[Voci di annotazione dei contorni]
□ □ □ □ □

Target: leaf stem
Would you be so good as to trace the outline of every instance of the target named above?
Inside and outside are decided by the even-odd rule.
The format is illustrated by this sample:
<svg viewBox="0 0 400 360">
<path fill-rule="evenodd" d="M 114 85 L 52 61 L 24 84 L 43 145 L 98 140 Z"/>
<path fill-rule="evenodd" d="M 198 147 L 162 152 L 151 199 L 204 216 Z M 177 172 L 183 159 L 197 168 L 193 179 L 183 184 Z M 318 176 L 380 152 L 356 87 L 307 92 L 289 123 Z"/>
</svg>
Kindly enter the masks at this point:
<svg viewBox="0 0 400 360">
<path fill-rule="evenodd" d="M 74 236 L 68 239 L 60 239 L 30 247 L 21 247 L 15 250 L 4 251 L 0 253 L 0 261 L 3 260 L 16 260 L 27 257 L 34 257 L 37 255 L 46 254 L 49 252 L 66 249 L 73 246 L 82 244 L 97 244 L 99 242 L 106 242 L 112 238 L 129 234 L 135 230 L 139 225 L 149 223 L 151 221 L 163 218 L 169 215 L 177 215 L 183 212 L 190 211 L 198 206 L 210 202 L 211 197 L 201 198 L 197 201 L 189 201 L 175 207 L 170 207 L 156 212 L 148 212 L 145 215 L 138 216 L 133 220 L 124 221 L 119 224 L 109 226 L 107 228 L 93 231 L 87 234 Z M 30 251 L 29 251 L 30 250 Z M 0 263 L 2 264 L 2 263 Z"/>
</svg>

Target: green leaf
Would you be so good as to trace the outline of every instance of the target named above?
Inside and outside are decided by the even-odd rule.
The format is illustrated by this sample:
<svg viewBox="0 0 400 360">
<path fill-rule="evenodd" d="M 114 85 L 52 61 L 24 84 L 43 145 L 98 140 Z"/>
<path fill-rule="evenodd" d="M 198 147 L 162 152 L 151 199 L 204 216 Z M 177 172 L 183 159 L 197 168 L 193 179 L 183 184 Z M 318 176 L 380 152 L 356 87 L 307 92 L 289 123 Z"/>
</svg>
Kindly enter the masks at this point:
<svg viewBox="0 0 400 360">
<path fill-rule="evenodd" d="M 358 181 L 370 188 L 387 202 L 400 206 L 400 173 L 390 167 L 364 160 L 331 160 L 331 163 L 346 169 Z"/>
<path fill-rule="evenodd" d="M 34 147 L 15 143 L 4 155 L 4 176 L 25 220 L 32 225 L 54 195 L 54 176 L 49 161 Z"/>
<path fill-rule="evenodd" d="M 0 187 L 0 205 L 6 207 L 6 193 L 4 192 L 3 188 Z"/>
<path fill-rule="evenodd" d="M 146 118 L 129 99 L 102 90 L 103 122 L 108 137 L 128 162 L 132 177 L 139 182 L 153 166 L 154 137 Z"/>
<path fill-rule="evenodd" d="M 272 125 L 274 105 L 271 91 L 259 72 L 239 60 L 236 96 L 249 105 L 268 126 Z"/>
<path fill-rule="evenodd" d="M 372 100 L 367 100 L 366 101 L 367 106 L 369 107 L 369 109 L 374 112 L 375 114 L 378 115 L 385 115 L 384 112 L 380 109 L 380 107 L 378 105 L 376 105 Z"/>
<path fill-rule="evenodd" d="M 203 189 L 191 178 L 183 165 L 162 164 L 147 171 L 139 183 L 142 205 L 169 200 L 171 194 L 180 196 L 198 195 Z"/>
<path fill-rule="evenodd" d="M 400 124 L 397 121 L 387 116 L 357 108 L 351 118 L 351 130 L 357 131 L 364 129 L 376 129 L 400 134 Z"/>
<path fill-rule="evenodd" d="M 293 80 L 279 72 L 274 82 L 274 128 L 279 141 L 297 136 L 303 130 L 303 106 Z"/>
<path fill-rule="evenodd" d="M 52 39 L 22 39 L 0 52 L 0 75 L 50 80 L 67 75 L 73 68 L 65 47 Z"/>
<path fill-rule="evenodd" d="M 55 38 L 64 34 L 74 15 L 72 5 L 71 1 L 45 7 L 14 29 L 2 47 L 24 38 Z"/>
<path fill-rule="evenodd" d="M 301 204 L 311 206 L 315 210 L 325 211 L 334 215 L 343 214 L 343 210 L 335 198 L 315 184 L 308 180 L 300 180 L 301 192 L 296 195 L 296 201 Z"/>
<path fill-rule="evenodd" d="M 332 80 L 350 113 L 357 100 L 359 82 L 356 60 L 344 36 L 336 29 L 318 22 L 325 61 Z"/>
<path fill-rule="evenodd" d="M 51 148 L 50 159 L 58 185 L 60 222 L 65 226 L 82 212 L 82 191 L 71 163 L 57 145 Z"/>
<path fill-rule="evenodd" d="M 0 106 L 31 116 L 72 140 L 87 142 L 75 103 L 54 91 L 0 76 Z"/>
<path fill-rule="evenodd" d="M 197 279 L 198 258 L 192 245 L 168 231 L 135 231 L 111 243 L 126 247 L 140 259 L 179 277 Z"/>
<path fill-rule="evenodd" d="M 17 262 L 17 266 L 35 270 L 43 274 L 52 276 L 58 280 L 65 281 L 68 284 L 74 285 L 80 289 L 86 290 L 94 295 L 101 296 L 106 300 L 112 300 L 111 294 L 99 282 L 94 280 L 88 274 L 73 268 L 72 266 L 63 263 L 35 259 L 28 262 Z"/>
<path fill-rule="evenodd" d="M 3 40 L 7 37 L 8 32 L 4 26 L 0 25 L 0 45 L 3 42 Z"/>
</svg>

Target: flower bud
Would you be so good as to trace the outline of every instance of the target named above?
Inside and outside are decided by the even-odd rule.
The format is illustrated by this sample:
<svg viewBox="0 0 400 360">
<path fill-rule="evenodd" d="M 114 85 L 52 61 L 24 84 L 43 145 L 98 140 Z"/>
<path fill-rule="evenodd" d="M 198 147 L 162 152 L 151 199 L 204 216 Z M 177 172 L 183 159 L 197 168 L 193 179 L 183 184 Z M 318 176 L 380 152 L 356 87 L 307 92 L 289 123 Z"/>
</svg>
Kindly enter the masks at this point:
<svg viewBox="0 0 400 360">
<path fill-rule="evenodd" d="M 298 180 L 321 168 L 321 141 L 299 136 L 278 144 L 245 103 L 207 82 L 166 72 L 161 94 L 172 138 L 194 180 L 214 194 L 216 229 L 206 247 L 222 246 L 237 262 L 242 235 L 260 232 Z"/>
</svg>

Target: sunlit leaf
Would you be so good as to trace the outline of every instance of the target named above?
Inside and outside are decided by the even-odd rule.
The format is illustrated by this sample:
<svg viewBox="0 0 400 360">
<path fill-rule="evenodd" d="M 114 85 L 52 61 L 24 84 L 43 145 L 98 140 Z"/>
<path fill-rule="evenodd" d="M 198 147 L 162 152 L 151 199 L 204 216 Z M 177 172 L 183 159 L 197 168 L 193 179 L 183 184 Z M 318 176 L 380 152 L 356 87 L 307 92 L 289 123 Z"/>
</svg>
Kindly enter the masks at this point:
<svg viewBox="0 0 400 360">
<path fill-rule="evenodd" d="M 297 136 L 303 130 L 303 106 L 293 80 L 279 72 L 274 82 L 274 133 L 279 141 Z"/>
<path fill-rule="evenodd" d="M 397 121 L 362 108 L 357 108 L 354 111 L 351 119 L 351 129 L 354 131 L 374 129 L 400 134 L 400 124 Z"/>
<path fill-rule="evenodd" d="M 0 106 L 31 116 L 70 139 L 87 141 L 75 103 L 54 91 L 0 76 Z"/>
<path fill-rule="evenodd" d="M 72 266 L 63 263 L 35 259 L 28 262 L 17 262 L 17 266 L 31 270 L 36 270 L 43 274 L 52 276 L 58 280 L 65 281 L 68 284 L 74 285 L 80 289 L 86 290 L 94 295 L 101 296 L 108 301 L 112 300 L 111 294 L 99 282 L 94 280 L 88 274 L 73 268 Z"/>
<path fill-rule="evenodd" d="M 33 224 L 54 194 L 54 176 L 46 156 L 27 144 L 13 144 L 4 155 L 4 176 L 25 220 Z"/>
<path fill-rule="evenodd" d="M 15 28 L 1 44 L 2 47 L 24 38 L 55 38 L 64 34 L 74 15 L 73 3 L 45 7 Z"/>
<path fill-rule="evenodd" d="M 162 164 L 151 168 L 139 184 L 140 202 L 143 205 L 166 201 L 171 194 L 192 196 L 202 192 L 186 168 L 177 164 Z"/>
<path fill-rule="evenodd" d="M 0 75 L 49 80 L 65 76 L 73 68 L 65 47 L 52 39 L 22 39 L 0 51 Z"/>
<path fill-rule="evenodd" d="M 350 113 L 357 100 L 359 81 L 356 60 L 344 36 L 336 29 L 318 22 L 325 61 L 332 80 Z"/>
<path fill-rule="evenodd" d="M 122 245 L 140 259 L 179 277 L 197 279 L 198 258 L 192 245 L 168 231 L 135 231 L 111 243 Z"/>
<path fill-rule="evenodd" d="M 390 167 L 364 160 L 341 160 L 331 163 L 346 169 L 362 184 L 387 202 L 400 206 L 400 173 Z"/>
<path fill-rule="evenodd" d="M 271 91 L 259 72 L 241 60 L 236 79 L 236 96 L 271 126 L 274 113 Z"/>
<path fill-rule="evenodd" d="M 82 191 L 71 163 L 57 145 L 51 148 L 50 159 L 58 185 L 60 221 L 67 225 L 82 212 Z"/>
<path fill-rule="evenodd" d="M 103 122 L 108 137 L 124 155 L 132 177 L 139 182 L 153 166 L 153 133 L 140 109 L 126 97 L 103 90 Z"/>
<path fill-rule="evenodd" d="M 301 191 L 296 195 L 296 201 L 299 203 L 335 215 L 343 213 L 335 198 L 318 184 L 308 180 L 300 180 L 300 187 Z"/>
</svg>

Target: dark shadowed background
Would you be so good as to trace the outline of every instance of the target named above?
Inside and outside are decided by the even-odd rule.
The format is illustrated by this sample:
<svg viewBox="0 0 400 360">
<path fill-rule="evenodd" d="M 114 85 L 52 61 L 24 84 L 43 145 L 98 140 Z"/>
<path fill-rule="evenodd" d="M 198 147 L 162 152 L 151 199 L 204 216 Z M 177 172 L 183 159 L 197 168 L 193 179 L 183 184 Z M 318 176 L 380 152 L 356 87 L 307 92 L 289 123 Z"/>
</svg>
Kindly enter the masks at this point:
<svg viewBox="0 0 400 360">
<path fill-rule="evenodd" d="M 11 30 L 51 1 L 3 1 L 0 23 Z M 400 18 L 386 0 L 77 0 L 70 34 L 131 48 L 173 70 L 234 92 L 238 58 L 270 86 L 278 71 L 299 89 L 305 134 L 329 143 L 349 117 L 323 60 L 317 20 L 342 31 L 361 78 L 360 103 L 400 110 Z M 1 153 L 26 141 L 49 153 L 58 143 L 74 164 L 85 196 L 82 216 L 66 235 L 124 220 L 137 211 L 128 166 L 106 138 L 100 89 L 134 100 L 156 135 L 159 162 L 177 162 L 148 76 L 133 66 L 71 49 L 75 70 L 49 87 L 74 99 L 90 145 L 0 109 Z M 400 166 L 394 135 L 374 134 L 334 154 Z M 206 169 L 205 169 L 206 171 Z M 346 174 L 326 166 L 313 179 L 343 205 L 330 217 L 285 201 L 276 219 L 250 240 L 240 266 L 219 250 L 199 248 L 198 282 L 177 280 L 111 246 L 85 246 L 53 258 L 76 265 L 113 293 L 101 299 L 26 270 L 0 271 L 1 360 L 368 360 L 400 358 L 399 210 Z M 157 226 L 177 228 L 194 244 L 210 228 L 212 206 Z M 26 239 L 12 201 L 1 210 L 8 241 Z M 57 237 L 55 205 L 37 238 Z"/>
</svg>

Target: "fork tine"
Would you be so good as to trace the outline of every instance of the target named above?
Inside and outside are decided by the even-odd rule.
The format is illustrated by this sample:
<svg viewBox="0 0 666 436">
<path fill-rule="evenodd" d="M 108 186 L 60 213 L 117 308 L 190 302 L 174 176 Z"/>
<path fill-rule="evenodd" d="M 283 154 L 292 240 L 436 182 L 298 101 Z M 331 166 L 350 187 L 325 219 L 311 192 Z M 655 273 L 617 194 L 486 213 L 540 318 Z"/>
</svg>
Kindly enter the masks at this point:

□ □ □ □ □

# Compito:
Modifica le righe che vanno da quella con "Target: green leaf" fino a quella con "146 118 L 129", entrambe incluse, sostituendo "sample" con "example" e lasciando tutto il resto invariato.

# Soluzione:
Target: green leaf
Would you be so good as to trace the outline of every instance of the target named above?
Inside and outside are decided by the even-odd rule.
The format is illustrated by this example:
<svg viewBox="0 0 400 360">
<path fill-rule="evenodd" d="M 114 85 L 52 61 L 24 84 L 43 145 L 98 140 Z"/>
<path fill-rule="evenodd" d="M 198 147 L 162 152 L 151 199 L 204 216 Z M 177 172 L 183 159 L 197 168 L 193 179 L 183 184 Z M 318 176 L 380 152 L 356 87 L 307 92 L 289 123 Z"/>
</svg>
Kindly enter the masks at this point:
<svg viewBox="0 0 400 360">
<path fill-rule="evenodd" d="M 358 181 L 370 188 L 387 202 L 400 206 L 400 173 L 390 167 L 364 160 L 331 160 L 331 163 L 346 169 Z"/>
<path fill-rule="evenodd" d="M 34 147 L 15 143 L 4 155 L 4 176 L 25 220 L 32 225 L 54 195 L 54 176 L 49 161 Z"/>
<path fill-rule="evenodd" d="M 0 187 L 0 205 L 6 207 L 6 193 L 4 192 L 3 188 Z"/>
<path fill-rule="evenodd" d="M 146 118 L 129 99 L 102 90 L 103 122 L 108 137 L 128 162 L 132 177 L 139 182 L 153 166 L 154 137 Z"/>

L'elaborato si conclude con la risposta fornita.